--- EXERCISE DATA ---
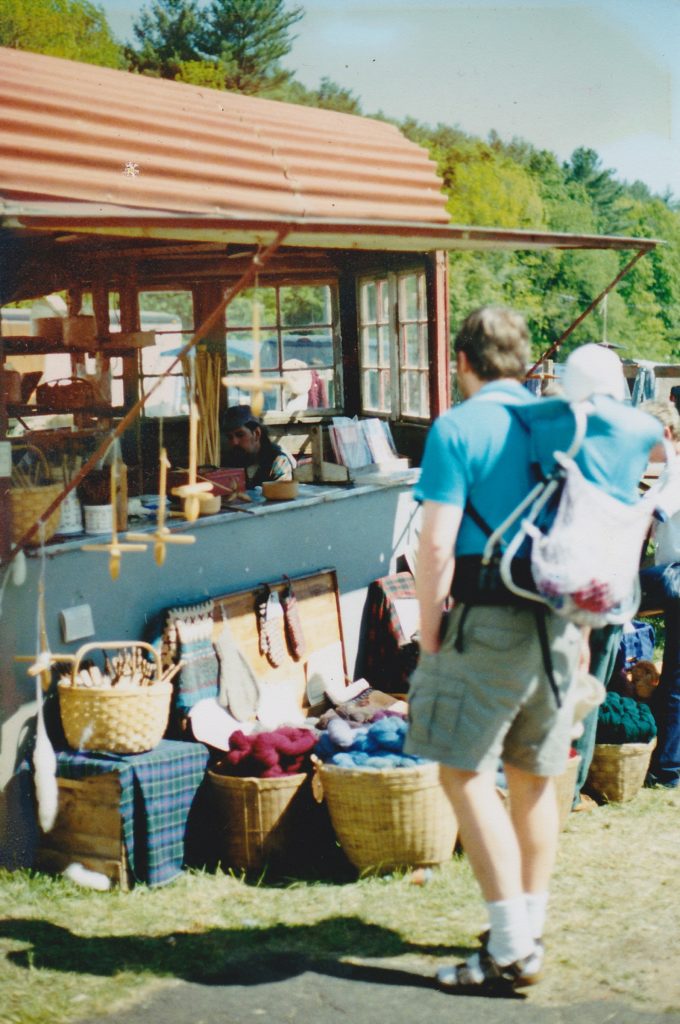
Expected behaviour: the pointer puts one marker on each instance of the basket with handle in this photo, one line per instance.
(65, 394)
(389, 818)
(30, 496)
(121, 719)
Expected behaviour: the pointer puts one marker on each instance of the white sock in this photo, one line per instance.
(537, 906)
(510, 937)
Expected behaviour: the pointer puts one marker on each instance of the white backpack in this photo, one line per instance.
(585, 563)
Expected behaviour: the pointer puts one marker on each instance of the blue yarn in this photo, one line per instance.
(386, 734)
(341, 733)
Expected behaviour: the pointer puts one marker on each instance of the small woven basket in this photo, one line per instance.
(116, 721)
(29, 502)
(618, 770)
(258, 818)
(389, 818)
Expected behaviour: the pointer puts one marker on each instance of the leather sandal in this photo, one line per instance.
(482, 975)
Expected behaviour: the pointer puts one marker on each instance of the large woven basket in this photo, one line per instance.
(112, 719)
(390, 818)
(259, 819)
(29, 503)
(618, 770)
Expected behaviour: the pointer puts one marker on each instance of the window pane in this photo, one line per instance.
(240, 310)
(424, 359)
(409, 297)
(168, 399)
(383, 334)
(424, 395)
(371, 389)
(160, 310)
(370, 346)
(305, 304)
(384, 302)
(311, 347)
(369, 301)
(240, 350)
(411, 336)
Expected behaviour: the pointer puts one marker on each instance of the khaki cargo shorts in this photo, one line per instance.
(493, 700)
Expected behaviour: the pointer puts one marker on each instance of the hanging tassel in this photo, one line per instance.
(44, 759)
(44, 766)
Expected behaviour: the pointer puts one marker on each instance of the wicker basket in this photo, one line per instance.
(618, 770)
(117, 721)
(390, 818)
(259, 819)
(29, 503)
(65, 395)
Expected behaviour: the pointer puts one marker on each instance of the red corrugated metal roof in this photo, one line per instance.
(69, 130)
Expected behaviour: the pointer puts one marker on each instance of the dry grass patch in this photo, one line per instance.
(70, 953)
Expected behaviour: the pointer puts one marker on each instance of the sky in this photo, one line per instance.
(560, 74)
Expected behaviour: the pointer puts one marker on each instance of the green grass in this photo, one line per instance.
(70, 953)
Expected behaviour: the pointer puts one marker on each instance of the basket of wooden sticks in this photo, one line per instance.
(31, 495)
(121, 710)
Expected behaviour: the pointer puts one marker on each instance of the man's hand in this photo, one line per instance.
(434, 568)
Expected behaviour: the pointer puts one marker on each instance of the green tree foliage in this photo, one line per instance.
(167, 33)
(73, 29)
(241, 42)
(250, 37)
(606, 195)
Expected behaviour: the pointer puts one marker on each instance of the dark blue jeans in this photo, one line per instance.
(603, 649)
(661, 589)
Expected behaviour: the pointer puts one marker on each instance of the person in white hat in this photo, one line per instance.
(594, 370)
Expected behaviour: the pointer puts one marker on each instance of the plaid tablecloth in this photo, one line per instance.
(388, 656)
(157, 792)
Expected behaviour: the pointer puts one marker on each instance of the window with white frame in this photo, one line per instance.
(296, 346)
(393, 345)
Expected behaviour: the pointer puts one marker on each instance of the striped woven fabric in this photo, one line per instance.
(187, 637)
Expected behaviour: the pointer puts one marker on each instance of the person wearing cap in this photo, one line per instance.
(248, 445)
(481, 690)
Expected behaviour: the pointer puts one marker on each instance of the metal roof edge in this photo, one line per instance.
(219, 226)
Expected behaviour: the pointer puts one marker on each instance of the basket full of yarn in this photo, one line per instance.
(388, 809)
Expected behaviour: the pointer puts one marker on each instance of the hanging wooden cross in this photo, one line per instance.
(162, 536)
(254, 383)
(115, 547)
(194, 487)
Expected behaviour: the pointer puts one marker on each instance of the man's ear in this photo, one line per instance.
(462, 363)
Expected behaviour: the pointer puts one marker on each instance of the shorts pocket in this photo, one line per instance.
(496, 637)
(433, 717)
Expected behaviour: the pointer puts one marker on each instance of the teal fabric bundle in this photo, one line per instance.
(623, 720)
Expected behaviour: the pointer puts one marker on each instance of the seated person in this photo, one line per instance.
(248, 445)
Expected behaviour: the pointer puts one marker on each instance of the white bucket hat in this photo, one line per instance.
(593, 370)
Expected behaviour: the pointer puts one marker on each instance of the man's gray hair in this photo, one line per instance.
(496, 342)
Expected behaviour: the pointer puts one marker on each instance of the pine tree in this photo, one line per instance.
(168, 35)
(250, 37)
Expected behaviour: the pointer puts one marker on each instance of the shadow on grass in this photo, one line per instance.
(226, 956)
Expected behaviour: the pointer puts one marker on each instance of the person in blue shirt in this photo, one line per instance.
(480, 693)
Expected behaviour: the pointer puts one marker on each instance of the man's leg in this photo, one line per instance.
(535, 816)
(495, 854)
(486, 833)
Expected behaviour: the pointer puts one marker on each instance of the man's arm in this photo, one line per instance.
(434, 567)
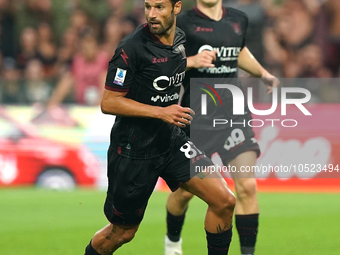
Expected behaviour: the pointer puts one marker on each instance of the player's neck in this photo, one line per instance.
(213, 12)
(168, 38)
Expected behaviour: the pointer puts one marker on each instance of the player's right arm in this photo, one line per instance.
(115, 103)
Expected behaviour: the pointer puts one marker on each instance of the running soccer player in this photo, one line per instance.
(215, 48)
(142, 90)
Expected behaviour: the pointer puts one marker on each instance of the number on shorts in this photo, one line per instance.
(190, 150)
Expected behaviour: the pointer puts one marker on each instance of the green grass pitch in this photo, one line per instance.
(40, 222)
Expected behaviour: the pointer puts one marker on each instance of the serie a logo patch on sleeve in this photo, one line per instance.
(120, 77)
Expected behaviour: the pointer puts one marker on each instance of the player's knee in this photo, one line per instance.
(226, 202)
(185, 196)
(126, 237)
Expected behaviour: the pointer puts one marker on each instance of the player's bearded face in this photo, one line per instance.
(160, 20)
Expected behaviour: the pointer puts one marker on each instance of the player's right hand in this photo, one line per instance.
(202, 59)
(177, 115)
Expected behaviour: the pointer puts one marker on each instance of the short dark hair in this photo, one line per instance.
(174, 2)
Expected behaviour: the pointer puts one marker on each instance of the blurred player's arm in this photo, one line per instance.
(248, 63)
(201, 60)
(116, 103)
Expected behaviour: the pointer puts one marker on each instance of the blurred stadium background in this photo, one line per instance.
(53, 60)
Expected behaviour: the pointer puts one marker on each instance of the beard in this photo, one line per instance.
(162, 28)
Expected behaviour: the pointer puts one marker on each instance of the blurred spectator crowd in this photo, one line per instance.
(57, 51)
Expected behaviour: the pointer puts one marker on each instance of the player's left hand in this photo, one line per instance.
(270, 81)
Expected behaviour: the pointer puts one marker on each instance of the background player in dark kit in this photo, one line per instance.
(215, 48)
(142, 90)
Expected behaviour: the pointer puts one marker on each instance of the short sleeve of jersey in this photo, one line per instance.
(122, 68)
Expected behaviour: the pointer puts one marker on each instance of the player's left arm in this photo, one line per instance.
(248, 63)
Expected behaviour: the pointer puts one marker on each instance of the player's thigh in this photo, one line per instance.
(212, 189)
(243, 164)
(131, 183)
(244, 177)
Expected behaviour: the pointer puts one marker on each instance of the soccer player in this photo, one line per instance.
(215, 47)
(142, 90)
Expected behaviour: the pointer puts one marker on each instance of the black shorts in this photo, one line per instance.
(228, 143)
(132, 181)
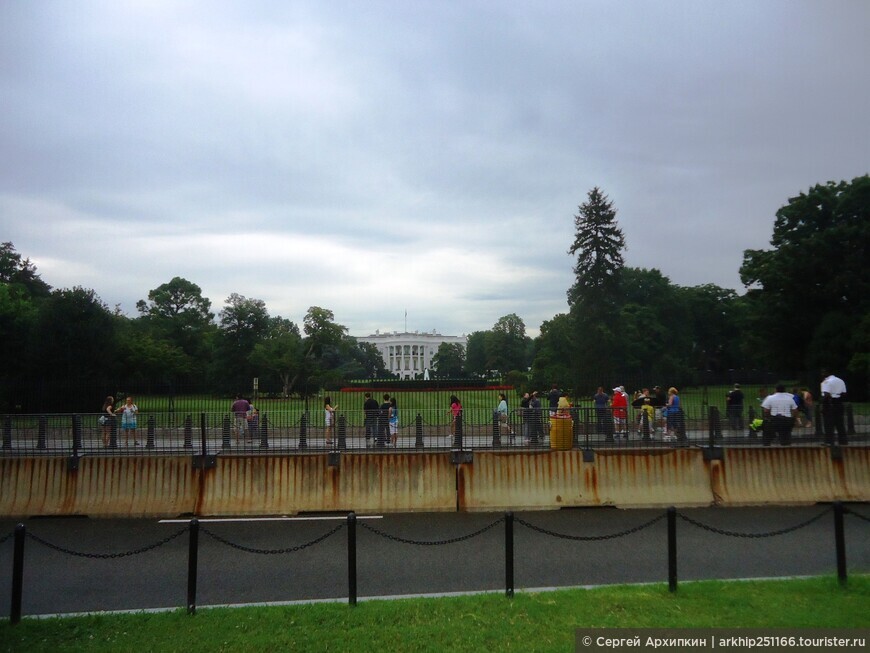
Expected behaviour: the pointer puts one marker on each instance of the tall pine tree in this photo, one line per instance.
(594, 296)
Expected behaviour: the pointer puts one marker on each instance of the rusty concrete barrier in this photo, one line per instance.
(286, 485)
(776, 475)
(100, 487)
(852, 474)
(556, 479)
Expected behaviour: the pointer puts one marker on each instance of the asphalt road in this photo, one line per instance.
(59, 582)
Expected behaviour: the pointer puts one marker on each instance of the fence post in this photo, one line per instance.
(672, 549)
(457, 438)
(192, 556)
(496, 434)
(264, 432)
(303, 431)
(226, 442)
(77, 434)
(714, 426)
(202, 433)
(840, 540)
(113, 432)
(342, 432)
(150, 430)
(418, 431)
(188, 432)
(509, 554)
(644, 426)
(751, 418)
(351, 558)
(41, 431)
(17, 574)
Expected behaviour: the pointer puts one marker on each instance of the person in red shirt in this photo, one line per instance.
(619, 406)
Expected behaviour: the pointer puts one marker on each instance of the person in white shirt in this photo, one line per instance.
(833, 398)
(779, 413)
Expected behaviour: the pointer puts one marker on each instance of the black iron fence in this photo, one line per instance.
(299, 430)
(194, 529)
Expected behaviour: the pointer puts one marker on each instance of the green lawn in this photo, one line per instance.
(528, 622)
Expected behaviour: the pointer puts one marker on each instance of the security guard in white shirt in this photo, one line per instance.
(779, 413)
(833, 398)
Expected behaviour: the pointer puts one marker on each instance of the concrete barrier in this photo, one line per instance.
(103, 487)
(286, 485)
(556, 479)
(130, 486)
(775, 475)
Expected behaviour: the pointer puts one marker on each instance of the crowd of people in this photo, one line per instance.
(656, 413)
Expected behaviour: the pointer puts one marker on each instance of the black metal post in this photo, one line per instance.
(342, 432)
(418, 431)
(714, 426)
(17, 574)
(41, 432)
(509, 554)
(672, 549)
(150, 430)
(202, 434)
(226, 433)
(264, 432)
(188, 432)
(192, 556)
(840, 538)
(7, 432)
(351, 559)
(113, 432)
(457, 438)
(77, 434)
(303, 431)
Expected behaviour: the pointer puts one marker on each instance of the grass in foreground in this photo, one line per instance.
(528, 622)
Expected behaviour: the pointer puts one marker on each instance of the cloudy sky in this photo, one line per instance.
(378, 157)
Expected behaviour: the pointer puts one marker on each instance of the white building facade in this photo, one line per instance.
(410, 354)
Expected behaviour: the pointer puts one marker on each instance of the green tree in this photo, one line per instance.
(243, 323)
(177, 312)
(476, 363)
(74, 339)
(554, 348)
(811, 290)
(594, 297)
(506, 345)
(20, 273)
(282, 353)
(449, 360)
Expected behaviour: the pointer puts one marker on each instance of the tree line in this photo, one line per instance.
(805, 307)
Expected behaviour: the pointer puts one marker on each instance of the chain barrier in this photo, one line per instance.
(453, 540)
(248, 549)
(589, 538)
(783, 531)
(107, 556)
(846, 509)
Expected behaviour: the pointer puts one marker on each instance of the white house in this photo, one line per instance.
(410, 354)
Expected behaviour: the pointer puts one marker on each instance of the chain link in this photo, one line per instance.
(589, 538)
(783, 531)
(248, 549)
(849, 511)
(453, 540)
(108, 556)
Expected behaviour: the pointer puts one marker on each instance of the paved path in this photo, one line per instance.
(55, 582)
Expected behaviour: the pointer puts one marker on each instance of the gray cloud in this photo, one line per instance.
(428, 156)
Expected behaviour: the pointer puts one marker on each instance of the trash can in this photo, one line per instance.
(561, 433)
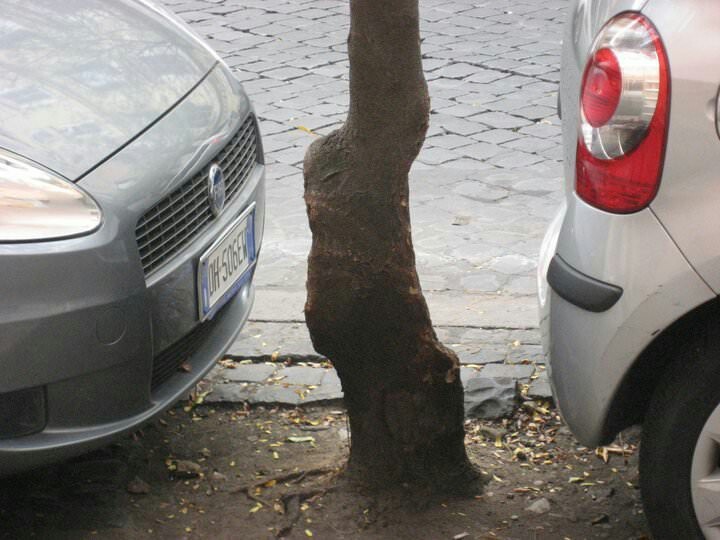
---
= WRITTEN TASK =
Please output the lines of the records above as a JSON list of strings, one string per line and no blank lines, from the line containing "house in this photo, one line per instance." through the end of the records. Leave the pictures out.

= SOLUTION FOR THIS PROBLEM =
[
  "Expected behaviour: the pointer puts one marker on each instance of the white house in this photo, one line per instance.",
  "(410, 354)",
  "Expected behaviour: the pointer puts one marker on each instance of the chain link in this photo, one line per instance.",
  "(589, 538)",
  "(783, 531)",
  "(248, 549)",
  "(849, 511)",
  "(453, 540)",
  "(108, 556)",
  "Expected behaviour: the pointer puts one marker on each instance of the paved path in this photo, one line per instance.",
  "(55, 582)",
  "Expected behaviour: the pointer puts one marker on each instance of the gray cloud in this photo, one line per instance.",
  "(428, 156)",
  "Expected behaviour: the pointer puts one marker on each instance of the trash can in this photo, one line per instance.",
  "(561, 433)"
]